> **Directive**
Rewrite the records from their start through the line containing "M 162 78 L 159", replacing "green grass field" with "grassy lawn" and leaving everything else unchanged. Omit the pictures from your answer.

> **Dataset extract**
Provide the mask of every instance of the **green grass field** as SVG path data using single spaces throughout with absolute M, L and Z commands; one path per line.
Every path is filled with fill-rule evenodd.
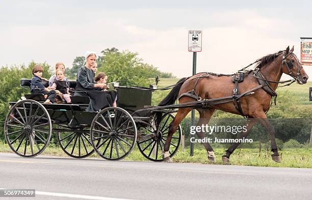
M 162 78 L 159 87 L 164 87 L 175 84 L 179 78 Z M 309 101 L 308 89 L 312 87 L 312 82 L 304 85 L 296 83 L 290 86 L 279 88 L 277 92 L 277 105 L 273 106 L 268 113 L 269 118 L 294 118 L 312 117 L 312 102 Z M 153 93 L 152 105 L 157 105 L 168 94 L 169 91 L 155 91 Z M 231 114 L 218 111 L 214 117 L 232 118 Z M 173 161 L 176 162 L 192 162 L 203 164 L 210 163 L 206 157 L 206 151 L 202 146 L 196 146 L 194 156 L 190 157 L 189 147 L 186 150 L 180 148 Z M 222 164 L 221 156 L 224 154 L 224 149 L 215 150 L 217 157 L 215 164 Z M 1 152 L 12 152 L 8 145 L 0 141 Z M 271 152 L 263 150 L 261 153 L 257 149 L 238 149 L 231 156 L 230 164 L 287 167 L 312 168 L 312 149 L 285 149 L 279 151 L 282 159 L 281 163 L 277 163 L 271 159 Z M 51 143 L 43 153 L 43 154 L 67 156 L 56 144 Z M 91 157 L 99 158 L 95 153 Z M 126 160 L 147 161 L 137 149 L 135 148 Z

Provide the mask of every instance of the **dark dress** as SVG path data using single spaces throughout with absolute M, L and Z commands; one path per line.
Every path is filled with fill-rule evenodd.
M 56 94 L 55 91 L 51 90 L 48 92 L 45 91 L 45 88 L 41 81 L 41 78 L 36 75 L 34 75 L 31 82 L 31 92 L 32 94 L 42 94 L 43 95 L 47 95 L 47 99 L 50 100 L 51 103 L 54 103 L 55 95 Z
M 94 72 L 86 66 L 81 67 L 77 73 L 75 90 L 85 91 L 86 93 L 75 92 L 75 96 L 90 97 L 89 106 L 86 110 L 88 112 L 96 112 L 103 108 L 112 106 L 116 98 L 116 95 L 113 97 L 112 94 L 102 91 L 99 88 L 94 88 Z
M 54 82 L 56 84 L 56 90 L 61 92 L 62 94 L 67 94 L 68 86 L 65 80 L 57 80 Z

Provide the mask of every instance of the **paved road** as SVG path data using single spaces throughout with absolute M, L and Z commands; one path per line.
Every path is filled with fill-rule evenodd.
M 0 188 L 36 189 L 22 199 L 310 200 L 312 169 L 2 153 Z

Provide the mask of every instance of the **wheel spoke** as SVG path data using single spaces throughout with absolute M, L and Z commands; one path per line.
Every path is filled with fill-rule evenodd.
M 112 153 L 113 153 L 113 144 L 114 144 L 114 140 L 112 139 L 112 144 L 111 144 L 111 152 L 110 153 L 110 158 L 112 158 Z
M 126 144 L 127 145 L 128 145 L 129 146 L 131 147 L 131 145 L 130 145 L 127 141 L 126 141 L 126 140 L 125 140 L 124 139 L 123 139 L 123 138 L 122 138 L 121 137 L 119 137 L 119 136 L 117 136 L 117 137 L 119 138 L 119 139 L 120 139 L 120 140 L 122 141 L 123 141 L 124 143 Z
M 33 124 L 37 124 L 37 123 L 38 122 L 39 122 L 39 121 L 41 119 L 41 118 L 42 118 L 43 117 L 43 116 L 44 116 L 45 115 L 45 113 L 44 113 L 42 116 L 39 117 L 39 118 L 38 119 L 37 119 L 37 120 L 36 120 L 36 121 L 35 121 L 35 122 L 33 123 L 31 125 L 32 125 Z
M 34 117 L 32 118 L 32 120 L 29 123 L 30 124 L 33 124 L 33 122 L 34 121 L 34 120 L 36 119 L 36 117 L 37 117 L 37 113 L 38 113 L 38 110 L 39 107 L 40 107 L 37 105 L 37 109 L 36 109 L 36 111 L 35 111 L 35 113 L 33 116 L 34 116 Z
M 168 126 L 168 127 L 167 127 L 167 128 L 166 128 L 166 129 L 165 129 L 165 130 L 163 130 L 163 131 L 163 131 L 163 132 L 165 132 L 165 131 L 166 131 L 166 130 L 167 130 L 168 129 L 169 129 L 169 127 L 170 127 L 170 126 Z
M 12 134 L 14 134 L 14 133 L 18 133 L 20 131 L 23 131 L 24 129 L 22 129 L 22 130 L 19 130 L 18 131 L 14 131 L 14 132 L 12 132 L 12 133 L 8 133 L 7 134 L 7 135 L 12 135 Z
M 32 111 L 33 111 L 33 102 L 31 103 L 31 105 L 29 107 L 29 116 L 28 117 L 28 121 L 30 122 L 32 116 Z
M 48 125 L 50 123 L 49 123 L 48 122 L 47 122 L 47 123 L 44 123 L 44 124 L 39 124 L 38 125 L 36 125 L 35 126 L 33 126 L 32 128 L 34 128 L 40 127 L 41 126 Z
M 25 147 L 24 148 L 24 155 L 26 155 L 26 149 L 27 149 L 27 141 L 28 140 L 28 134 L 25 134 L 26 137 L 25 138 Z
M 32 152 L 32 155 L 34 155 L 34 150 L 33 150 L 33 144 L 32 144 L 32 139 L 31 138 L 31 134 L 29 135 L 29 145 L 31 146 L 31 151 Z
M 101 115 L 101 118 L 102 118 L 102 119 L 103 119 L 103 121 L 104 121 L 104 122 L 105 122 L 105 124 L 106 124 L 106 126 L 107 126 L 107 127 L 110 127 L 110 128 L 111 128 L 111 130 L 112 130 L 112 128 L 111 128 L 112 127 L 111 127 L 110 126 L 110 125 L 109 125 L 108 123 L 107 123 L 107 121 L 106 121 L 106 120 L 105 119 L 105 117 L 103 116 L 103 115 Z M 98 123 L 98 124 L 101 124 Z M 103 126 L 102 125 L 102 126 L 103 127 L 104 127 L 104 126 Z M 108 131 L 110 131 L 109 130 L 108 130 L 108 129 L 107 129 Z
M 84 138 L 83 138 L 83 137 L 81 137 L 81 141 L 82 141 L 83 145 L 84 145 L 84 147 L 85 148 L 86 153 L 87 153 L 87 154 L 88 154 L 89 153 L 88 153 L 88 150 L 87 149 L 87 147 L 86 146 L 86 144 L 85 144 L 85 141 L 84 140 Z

> **Exercise result**
Provide the mask of every instance of the **grassy lawn** as SVG path data using single spaces throughout with absolute M, L and Z commands; one path per line.
Every path is filled with fill-rule evenodd.
M 162 78 L 159 87 L 164 87 L 175 84 L 179 78 Z M 309 101 L 308 89 L 312 87 L 312 82 L 304 85 L 296 83 L 290 86 L 279 88 L 277 92 L 277 105 L 273 106 L 268 113 L 269 118 L 294 118 L 312 117 L 312 102 Z M 153 93 L 152 105 L 157 105 L 168 94 L 169 91 L 155 91 Z M 231 114 L 218 111 L 214 117 L 232 118 Z M 173 161 L 176 162 L 192 162 L 203 164 L 210 163 L 206 157 L 206 151 L 202 146 L 196 146 L 194 156 L 190 157 L 189 147 L 186 150 L 180 148 Z M 222 164 L 221 156 L 224 154 L 224 149 L 215 150 L 217 157 L 215 164 Z M 1 152 L 12 152 L 8 145 L 0 141 Z M 271 152 L 263 150 L 261 153 L 257 149 L 238 149 L 231 156 L 230 164 L 287 167 L 312 168 L 312 149 L 285 149 L 279 151 L 282 159 L 281 163 L 277 163 L 271 159 Z M 51 143 L 43 153 L 43 154 L 67 156 L 56 144 Z M 91 157 L 99 158 L 95 153 Z M 126 160 L 147 161 L 137 149 L 135 148 Z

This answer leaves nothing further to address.